Edit the rows below so that "tightly box" becomes "draw a tight box around" wherever it occurs, and leave every other part unchanged.

-- Provided information start --

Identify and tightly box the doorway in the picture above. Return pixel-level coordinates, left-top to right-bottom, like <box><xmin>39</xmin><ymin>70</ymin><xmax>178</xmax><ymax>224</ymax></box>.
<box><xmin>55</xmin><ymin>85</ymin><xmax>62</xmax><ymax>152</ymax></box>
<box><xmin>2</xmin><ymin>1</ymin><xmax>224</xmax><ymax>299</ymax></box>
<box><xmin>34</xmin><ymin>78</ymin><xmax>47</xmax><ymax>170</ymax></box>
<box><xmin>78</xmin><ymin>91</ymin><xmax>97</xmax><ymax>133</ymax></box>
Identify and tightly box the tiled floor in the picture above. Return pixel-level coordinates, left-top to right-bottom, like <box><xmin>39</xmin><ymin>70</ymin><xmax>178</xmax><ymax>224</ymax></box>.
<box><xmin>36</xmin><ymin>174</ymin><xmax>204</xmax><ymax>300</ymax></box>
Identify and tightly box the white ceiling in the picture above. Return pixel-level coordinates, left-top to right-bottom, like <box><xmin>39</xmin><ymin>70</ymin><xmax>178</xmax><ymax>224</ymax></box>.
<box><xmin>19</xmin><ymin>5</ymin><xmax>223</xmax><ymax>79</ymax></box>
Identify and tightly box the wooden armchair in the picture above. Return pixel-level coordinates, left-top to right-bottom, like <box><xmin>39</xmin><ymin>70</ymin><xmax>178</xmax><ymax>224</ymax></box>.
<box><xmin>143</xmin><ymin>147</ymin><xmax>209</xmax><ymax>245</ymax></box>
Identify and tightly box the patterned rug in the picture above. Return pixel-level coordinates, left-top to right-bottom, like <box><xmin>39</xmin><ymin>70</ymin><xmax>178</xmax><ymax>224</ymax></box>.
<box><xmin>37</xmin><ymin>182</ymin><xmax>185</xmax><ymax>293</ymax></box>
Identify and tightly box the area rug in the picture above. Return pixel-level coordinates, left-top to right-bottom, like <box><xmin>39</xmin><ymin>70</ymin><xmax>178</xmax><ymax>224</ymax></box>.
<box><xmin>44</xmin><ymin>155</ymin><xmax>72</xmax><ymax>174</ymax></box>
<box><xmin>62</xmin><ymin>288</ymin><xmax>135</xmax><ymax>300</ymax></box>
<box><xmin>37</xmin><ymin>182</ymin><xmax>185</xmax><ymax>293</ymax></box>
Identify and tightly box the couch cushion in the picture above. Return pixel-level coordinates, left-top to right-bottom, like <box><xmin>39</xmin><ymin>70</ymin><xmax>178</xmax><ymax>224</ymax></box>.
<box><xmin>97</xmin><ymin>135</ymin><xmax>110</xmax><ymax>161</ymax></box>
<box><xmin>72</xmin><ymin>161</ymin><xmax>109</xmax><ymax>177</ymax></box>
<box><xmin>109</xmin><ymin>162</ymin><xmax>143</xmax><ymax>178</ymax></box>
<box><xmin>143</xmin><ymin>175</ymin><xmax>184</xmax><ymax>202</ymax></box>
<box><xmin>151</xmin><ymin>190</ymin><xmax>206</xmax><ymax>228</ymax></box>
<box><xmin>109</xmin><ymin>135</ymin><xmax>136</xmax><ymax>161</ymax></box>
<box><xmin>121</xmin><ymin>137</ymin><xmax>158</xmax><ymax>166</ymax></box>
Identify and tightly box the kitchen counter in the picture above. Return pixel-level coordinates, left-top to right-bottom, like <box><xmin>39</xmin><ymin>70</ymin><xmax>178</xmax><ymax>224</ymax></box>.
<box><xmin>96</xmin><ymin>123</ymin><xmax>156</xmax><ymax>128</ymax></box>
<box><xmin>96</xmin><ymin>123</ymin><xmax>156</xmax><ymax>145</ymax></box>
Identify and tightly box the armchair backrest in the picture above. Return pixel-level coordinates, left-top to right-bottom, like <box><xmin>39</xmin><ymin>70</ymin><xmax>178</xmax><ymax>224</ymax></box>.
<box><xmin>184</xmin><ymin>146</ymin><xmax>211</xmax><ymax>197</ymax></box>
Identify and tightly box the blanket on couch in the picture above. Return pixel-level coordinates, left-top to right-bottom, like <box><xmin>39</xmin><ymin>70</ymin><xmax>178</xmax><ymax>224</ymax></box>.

-- Provided information end --

Final result
Identify and draw a tight box around the doorway in the picture above. Return pixel-level coordinates, left-top to right-bottom, like <box><xmin>39</xmin><ymin>70</ymin><xmax>178</xmax><ymax>224</ymax></box>.
<box><xmin>55</xmin><ymin>85</ymin><xmax>62</xmax><ymax>152</ymax></box>
<box><xmin>2</xmin><ymin>1</ymin><xmax>224</xmax><ymax>299</ymax></box>
<box><xmin>34</xmin><ymin>78</ymin><xmax>47</xmax><ymax>170</ymax></box>
<box><xmin>78</xmin><ymin>91</ymin><xmax>97</xmax><ymax>133</ymax></box>
Identify and draw a tight box around the tiled floor in the picture above. Return pixel-level coordinates, left-top to right-bottom, like <box><xmin>39</xmin><ymin>70</ymin><xmax>178</xmax><ymax>224</ymax></box>.
<box><xmin>36</xmin><ymin>174</ymin><xmax>204</xmax><ymax>300</ymax></box>
Identify and draw a tight box around the white ceiling in the picture above. Return pixel-level coordinates, left-top to right-bottom, like <box><xmin>39</xmin><ymin>70</ymin><xmax>178</xmax><ymax>224</ymax></box>.
<box><xmin>19</xmin><ymin>5</ymin><xmax>223</xmax><ymax>79</ymax></box>
Identify and draw a tight box around the wooden armchair in the picture above. Return pixel-level coordinates, left-top to right-bottom, like <box><xmin>39</xmin><ymin>70</ymin><xmax>178</xmax><ymax>224</ymax></box>.
<box><xmin>143</xmin><ymin>147</ymin><xmax>209</xmax><ymax>245</ymax></box>
Identify and draw a tight box around the patterned rug in the picture above. Return pixel-level coordinates, left-top to right-bottom, like <box><xmin>39</xmin><ymin>70</ymin><xmax>178</xmax><ymax>224</ymax></box>.
<box><xmin>37</xmin><ymin>182</ymin><xmax>185</xmax><ymax>293</ymax></box>
Identify and draw a tight box around the area rug in the picture above. Return pixel-level coordinates, left-top to right-bottom, like <box><xmin>39</xmin><ymin>70</ymin><xmax>178</xmax><ymax>224</ymax></box>.
<box><xmin>44</xmin><ymin>155</ymin><xmax>72</xmax><ymax>174</ymax></box>
<box><xmin>62</xmin><ymin>288</ymin><xmax>135</xmax><ymax>300</ymax></box>
<box><xmin>37</xmin><ymin>182</ymin><xmax>185</xmax><ymax>293</ymax></box>
Identify and draw a tight box around the couch cushion in the picture above. Return pixel-level coordinates, left-top to right-bottom, like <box><xmin>39</xmin><ymin>70</ymin><xmax>178</xmax><ymax>224</ymax></box>.
<box><xmin>97</xmin><ymin>135</ymin><xmax>110</xmax><ymax>161</ymax></box>
<box><xmin>72</xmin><ymin>161</ymin><xmax>109</xmax><ymax>177</ymax></box>
<box><xmin>109</xmin><ymin>162</ymin><xmax>143</xmax><ymax>178</ymax></box>
<box><xmin>143</xmin><ymin>175</ymin><xmax>184</xmax><ymax>202</ymax></box>
<box><xmin>151</xmin><ymin>190</ymin><xmax>206</xmax><ymax>228</ymax></box>
<box><xmin>109</xmin><ymin>135</ymin><xmax>136</xmax><ymax>161</ymax></box>
<box><xmin>121</xmin><ymin>137</ymin><xmax>158</xmax><ymax>166</ymax></box>
Identify and draw a tight box around the kitchen counter in the picture above. Return pixel-level coordinates, left-top to right-bottom, like <box><xmin>39</xmin><ymin>70</ymin><xmax>178</xmax><ymax>224</ymax></box>.
<box><xmin>96</xmin><ymin>123</ymin><xmax>156</xmax><ymax>128</ymax></box>
<box><xmin>96</xmin><ymin>123</ymin><xmax>156</xmax><ymax>145</ymax></box>
Identify and draw a tight box around the armchair backrest in the picture above. Return pixel-level coordinates, left-top to right-bottom, like <box><xmin>39</xmin><ymin>70</ymin><xmax>178</xmax><ymax>224</ymax></box>.
<box><xmin>184</xmin><ymin>146</ymin><xmax>211</xmax><ymax>197</ymax></box>
Identify and draw a tight box around the blanket on couch in the picture above. Return pixel-level coordinates, left-top to right-bottom, like <box><xmin>39</xmin><ymin>70</ymin><xmax>178</xmax><ymax>224</ymax></box>.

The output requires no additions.